§ **Task prompt**
Copy every line of the data below word for word, omitting the pictures.

[start Data provided]

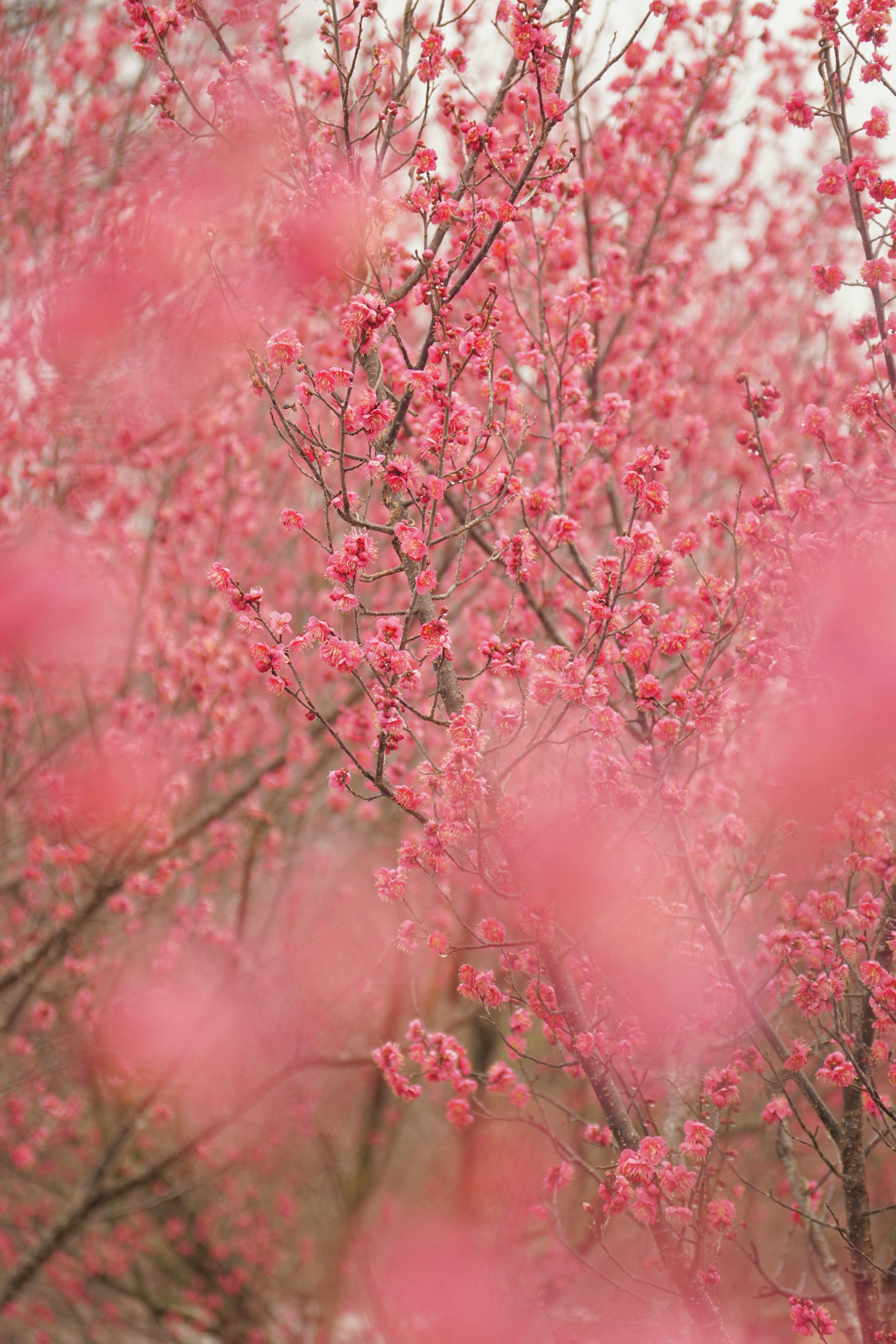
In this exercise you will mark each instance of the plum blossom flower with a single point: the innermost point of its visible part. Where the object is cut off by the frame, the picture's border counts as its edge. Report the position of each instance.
(837, 1070)
(777, 1109)
(284, 347)
(833, 181)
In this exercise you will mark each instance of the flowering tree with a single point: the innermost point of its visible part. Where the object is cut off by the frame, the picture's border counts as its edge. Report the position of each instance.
(498, 346)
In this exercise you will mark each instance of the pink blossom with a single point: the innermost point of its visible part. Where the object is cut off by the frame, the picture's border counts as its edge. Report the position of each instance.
(777, 1109)
(837, 1070)
(833, 181)
(284, 347)
(878, 124)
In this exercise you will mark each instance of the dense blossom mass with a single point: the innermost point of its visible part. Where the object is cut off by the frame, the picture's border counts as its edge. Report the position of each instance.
(448, 458)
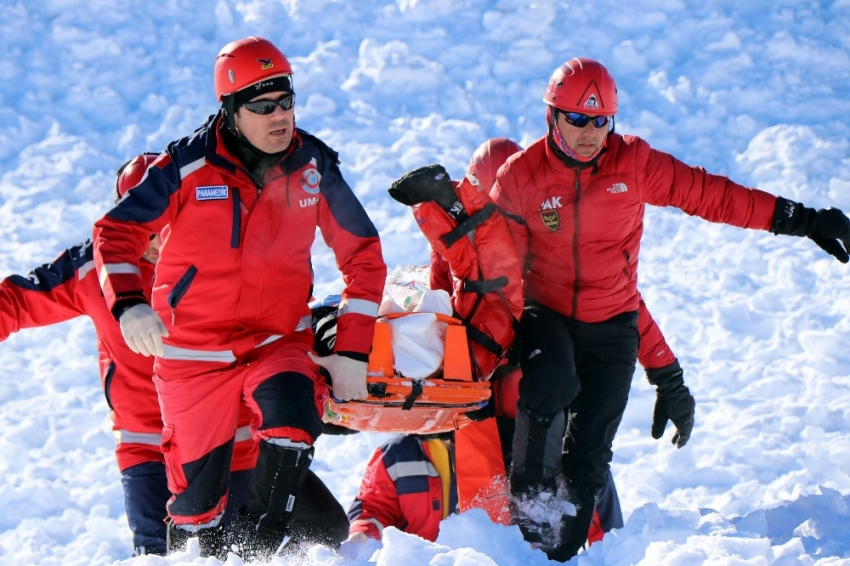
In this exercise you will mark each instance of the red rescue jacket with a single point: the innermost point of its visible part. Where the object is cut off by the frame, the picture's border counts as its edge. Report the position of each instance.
(654, 351)
(401, 488)
(579, 248)
(234, 271)
(68, 288)
(486, 291)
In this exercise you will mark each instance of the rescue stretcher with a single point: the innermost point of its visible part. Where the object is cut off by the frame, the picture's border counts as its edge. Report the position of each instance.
(396, 403)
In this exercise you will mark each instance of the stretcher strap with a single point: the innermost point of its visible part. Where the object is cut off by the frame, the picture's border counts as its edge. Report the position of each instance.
(415, 393)
(484, 285)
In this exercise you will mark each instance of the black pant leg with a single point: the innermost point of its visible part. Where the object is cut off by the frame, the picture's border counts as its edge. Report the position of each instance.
(548, 384)
(605, 361)
(318, 516)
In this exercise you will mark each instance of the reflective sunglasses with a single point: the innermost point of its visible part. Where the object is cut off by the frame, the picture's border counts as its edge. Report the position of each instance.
(582, 120)
(266, 107)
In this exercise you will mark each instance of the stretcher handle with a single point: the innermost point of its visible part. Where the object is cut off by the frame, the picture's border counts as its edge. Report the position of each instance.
(441, 317)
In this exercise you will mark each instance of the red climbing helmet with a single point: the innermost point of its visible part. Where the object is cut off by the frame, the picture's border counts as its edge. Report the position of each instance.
(582, 85)
(247, 61)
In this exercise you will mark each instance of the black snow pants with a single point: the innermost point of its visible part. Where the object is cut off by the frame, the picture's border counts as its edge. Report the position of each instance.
(575, 384)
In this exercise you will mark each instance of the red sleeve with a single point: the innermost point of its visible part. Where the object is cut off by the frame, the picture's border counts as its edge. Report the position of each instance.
(122, 236)
(47, 295)
(376, 506)
(666, 181)
(349, 232)
(441, 277)
(505, 193)
(654, 352)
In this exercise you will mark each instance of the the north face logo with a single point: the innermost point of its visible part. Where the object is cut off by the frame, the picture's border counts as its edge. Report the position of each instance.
(551, 203)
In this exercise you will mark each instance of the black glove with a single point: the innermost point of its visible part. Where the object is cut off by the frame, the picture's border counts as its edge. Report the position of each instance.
(429, 183)
(483, 413)
(673, 401)
(827, 227)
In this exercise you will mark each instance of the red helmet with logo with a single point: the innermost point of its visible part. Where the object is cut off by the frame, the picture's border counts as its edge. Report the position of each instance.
(582, 85)
(242, 63)
(132, 172)
(487, 159)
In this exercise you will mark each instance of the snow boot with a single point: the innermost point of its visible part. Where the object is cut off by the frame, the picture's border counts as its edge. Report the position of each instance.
(573, 529)
(260, 529)
(210, 540)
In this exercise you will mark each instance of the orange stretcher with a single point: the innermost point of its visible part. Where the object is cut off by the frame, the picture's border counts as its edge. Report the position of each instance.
(399, 404)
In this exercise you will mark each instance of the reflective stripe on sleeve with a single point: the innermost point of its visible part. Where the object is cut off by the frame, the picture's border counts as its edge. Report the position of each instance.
(190, 168)
(83, 271)
(358, 306)
(117, 269)
(243, 433)
(174, 353)
(128, 437)
(407, 469)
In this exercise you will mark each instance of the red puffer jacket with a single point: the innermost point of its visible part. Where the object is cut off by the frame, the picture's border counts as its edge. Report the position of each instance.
(68, 288)
(579, 249)
(235, 271)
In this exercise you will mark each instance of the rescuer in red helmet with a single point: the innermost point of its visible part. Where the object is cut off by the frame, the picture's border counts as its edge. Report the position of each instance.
(580, 191)
(237, 203)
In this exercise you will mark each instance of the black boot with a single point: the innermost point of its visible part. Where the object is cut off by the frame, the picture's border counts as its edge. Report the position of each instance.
(574, 529)
(260, 529)
(210, 540)
(177, 537)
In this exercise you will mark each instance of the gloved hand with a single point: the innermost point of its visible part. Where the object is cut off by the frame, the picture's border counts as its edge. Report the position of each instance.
(348, 376)
(673, 402)
(829, 228)
(143, 330)
(428, 183)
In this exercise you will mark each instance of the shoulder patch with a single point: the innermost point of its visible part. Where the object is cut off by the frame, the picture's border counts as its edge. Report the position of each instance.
(214, 192)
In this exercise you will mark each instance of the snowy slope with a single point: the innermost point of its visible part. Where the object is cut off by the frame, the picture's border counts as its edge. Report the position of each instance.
(759, 91)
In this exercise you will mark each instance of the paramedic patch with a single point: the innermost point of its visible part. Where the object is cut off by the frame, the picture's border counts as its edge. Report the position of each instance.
(550, 219)
(216, 192)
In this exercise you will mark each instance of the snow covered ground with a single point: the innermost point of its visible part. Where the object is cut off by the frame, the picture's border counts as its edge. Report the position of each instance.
(757, 90)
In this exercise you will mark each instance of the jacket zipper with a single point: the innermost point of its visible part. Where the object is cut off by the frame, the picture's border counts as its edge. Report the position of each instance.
(237, 219)
(577, 187)
(107, 383)
(179, 290)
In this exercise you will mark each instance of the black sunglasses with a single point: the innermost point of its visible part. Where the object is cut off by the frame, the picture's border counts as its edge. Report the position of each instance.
(266, 107)
(582, 120)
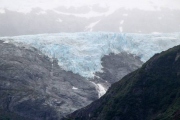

[end Data provided]

§ **Expected output**
In this exercise you will mark each instance of the plum blossom flower with a single point: the innermost point of its visible part. Where the object is cut off by the frame, the picture's border counts as its edge. Report the position of each instance.
(837, 1070)
(777, 1109)
(284, 347)
(833, 181)
In this exercise you will mark each instance of the flowering tree with a single point: the innermost point of its visible part. Where the object is cut off by the frame, the picture's border counts as its edge. Report the position of each instance.
(498, 346)
In this exercise you will mark each instance of the pink blossom with a single point: the innermost point of its visible part. Where the object is cut off by the frame, the picture's border counts as its edge. Report the position of each instance.
(777, 1109)
(837, 1070)
(833, 181)
(284, 347)
(878, 124)
In this exercise you will mark each instance of the dense blossom mass with a single point: the innermost point of its visible part. Where the object is cut off by the frame, the picture's border counts as its edge. Report the position of each instance.
(448, 458)
In this exercise you will mark each instance of the red rescue jacket with a single point: the innermost point of its visible part. Where the object is cut off by the frame, the picture's border counts as its edge. Report the position of each instance.
(654, 351)
(401, 488)
(579, 248)
(234, 271)
(68, 288)
(486, 291)
In this exercise you will mark each instance of the rescue stretcher with a single point: the innermost point of its visible part. Where the object is cut off by the frame, the picture's border counts as its edge. Report the position of each instance.
(396, 403)
In this exercise you will mark each instance of the stretcher strap with a single point: the innermost point of its visible part. Where the object is cut off by the frame, the picture's border counts as its edge. Report the position of each instance.
(415, 393)
(484, 285)
In this exercise you will mark each instance of the black pant leg with a single point: the innermost point of its visible part. Where the object is cut off by the frame, the picture's border counts as its edge. Report the position of each instance.
(548, 384)
(605, 361)
(318, 516)
In this exercise you will mark each instance of the reflective sunglasses with a single point: the innermost point of its visible part. Where the object is cut off by the frame, the picture's border counts as its edge. Report the position of each instance.
(582, 120)
(266, 107)
In this exercise you will mark each instance of the stretcher handle with a single point: the innermost point of its visible part. Where the object is cut off by the frame, the picture's border counts as its edge. Report the position of each instance.
(441, 317)
In this exercise you will mark each instance of the red climbing helmet with a single point: the innermost point of its visible part. Where the object is cut off by the frame, the picture's border counts as its edge. Report the position of each instance.
(582, 85)
(247, 61)
In this exercise you will mark each instance of the black snow pants with a single point: the innermost point of its visible part. Where the object is cut off by the frame, the picture's border counts as its edge. Report the position of each instance.
(575, 384)
In this exercise you will mark each instance of the red sleeve with a single point: the innermost point of its visible part. Where the object is cut off by the frame, the picture's border counts as its edge. Report the position of each instance.
(122, 236)
(47, 295)
(376, 506)
(666, 181)
(349, 232)
(441, 277)
(505, 193)
(654, 352)
In this exercise you will mark each instance of the the north face logo with a single point: the innermost point of its visible part. Where the object is cut off by the frame, the picture's border counts as its edge. Report the position of each instance.
(551, 203)
In this exercise you will mark each instance of the black glove with a single point: the innermost point of its visible part. Where the object is cut off by the frame, the picture's border counts as its edge. Report the position of each instance.
(429, 183)
(483, 413)
(673, 401)
(827, 227)
In this exercise you will mark each instance of the red helmet with logo with a single point: the innermost point of its visible part. Where the object is cut off by the frame, the picture's border counts as its edge. Report the position of each instance.
(582, 85)
(242, 63)
(132, 172)
(487, 159)
In this exercise you will mark each instance of the snow boot with a single point: the innermost point of its visible part. Where the object is cut off by the frame, the picture's border counts as its edge. Report the position of each instance.
(573, 529)
(260, 529)
(210, 540)
In this exercise you will mark each instance of the orange stretcher with a single point: the innermost point of its visible part. Where the object is cut off by the frame, the picture's border counts as its edge. Report the position of each instance.
(399, 404)
In this exercise you will mark each instance of the reflective stripe on sleeve with a single point: the innermost point of its visible part. Where the object is cut off by the frame, the picture's border counts as its edge. Report the position of each instance.
(190, 168)
(83, 271)
(358, 306)
(117, 269)
(243, 433)
(174, 353)
(128, 437)
(407, 469)
In this exercise you will mark each instance of the red puffer jacket with a single point: the innermost point of its visible part. Where the object is cut off by the frame, the picture's border counts as its edge. Report the position of each instance.
(68, 288)
(579, 249)
(235, 271)
In this exercise you will mark each instance of the rescuer in red helmet with a single point: the innermost point of its visible part. Where the object is cut off by the frame, the picture's border counts as its edge. Report the position of each instance.
(580, 191)
(237, 203)
In this exercise you will mark each instance of the black boot with a single point: the innermost point of its visible part. Where the object is cut off by the frame, the picture's border counts as its edge. Report the position of each instance.
(574, 529)
(260, 529)
(210, 540)
(177, 537)
In this exercise you will mark each instance of the gloved hand with a single point: the innermost point of its visible part. Where the object is cut off by the frame, the picture's border counts as its edge. Report the position of each instance.
(348, 376)
(673, 402)
(829, 228)
(143, 330)
(428, 183)
In this exercise you will mark each instance of the shoulder patch with a single point: the innermost point of its visible part. Where the object is cut off by the frame, the picture's border counts as its edge. Report the position of each instance.
(214, 192)
In this exercise you will mark each instance of the snowy slope with a single point: the innermost point of its visible part. Where the object is cut off by the frame, the picture's border counts as its edge. Report the position of each instance.
(759, 91)
In this exercise you will mark each instance of the paramedic patch with a single point: the innermost point of its visible part. Where the object is cut off by the frame, the picture's border counts as its edge. Report the position of each instance.
(550, 219)
(216, 192)
In this exercise you will mark each instance of the snow covered ground with a single point: the innermost point of its visible part. Where the object is cut off by the frame, the picture's border counts as its edge. Report the position of each instance.
(757, 90)
In this exercise you will mark each instance of the jacket zipper with a single point: the innermost point of its visible part. Where the object is cut off by the frame, the picture's border counts as its edge. Report the position of each instance.
(237, 219)
(577, 187)
(107, 383)
(179, 290)
In this exercise you will mark each instance of the black sunglasses with a single point: the innermost point of its visible part. Where the object is cut off by the frame, the picture's border counts as its edge. Report the position of each instance.
(266, 107)
(582, 120)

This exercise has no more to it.